Copy out the data below word for word, from the line containing "# locate picture" through the end of the data, including both ends.

───

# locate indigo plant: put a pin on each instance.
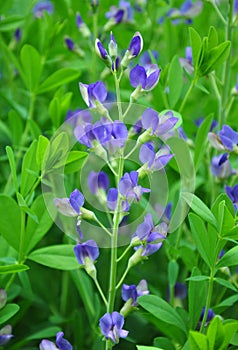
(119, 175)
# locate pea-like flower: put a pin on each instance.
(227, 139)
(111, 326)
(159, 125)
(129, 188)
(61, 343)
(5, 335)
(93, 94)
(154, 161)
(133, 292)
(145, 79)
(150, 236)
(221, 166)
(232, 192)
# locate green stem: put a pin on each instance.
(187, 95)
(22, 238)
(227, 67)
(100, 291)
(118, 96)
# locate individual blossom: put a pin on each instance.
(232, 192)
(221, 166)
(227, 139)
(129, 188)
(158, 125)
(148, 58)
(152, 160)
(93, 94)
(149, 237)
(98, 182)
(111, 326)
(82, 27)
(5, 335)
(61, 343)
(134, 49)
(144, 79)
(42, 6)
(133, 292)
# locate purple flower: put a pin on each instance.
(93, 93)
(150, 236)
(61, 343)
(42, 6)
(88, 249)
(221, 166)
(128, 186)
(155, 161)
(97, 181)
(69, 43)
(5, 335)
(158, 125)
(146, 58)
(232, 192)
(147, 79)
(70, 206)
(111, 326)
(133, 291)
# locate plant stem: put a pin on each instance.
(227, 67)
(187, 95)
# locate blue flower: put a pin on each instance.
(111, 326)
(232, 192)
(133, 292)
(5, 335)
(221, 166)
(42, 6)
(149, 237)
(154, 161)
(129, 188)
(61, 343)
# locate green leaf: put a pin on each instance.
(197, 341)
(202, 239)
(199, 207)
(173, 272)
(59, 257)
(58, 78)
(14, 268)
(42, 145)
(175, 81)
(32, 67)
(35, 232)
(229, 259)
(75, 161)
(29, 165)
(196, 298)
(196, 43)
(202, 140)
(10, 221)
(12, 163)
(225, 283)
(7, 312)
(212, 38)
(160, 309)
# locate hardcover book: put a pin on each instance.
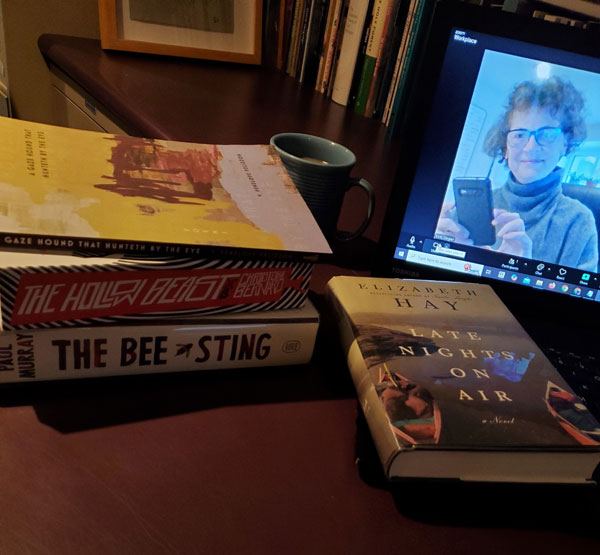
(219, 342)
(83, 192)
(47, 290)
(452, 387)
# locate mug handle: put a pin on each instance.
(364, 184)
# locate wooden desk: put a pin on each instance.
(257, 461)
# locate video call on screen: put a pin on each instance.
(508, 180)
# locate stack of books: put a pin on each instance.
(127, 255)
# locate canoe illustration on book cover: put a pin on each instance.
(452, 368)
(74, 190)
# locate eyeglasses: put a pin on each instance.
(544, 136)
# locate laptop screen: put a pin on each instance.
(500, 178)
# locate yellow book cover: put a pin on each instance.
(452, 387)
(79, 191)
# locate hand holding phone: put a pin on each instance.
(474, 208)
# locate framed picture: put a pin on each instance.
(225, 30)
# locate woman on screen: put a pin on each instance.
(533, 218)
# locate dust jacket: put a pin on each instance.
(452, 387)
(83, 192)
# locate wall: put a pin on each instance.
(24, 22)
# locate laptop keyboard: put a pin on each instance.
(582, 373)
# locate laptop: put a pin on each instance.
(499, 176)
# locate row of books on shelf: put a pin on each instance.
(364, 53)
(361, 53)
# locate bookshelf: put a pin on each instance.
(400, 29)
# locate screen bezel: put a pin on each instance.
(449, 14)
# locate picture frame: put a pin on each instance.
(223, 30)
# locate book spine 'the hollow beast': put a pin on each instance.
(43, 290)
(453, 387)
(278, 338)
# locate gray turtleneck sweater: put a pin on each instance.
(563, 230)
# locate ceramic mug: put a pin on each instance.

───

__Written response__.
# locate picture frame: put a pin on each instance.
(223, 30)
# locate book spine 'the hollow beast': put a pin on each instance.
(43, 290)
(453, 387)
(278, 338)
# locate gray turtleneck sweater: put a pin on each instance.
(563, 230)
# locate ceramic mug: put a pin on each instance.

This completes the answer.